A block of data
------------------------------------------------------------------------
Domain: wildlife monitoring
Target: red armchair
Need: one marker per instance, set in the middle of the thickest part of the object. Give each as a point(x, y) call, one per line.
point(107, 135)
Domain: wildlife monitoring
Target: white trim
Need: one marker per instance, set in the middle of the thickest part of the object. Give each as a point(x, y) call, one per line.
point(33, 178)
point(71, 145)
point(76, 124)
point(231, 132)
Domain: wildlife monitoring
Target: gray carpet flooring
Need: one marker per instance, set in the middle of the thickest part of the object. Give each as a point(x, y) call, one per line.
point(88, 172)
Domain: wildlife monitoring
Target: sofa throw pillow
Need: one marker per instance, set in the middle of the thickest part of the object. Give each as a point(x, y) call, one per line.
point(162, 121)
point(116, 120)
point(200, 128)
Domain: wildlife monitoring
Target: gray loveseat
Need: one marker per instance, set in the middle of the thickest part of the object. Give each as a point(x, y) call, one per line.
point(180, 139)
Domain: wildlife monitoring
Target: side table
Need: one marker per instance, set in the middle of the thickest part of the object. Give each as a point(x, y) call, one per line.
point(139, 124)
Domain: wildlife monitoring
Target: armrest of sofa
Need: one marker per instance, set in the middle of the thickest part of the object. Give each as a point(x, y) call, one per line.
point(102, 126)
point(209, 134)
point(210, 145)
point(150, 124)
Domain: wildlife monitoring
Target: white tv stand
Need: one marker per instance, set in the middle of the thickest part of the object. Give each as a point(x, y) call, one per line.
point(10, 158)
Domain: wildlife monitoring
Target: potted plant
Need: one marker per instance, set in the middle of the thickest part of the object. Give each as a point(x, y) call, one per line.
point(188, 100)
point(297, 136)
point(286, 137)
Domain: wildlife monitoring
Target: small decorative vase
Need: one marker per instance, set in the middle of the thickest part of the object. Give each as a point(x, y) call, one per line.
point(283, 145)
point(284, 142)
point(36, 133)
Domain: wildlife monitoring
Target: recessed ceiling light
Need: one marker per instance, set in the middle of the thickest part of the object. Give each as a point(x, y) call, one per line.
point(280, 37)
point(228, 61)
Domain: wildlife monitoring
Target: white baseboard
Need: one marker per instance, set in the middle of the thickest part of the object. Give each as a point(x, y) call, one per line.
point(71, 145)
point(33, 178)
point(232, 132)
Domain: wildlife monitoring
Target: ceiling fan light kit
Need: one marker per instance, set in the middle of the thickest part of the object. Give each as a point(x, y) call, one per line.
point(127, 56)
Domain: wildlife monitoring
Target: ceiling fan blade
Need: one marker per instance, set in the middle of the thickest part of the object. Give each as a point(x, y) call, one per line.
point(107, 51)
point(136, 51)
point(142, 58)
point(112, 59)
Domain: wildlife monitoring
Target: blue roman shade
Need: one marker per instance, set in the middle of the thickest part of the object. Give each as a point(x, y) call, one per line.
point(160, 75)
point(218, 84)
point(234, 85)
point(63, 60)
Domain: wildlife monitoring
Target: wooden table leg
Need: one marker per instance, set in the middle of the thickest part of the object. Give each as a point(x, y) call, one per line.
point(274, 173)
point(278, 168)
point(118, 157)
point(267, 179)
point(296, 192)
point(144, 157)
------------------------------------------------------------------------
Pick out each line in the records above that contains the word "table", and copy those lines in full.

# [OUTPUT OF THE TASK]
Target: side table
Target: wooden table leg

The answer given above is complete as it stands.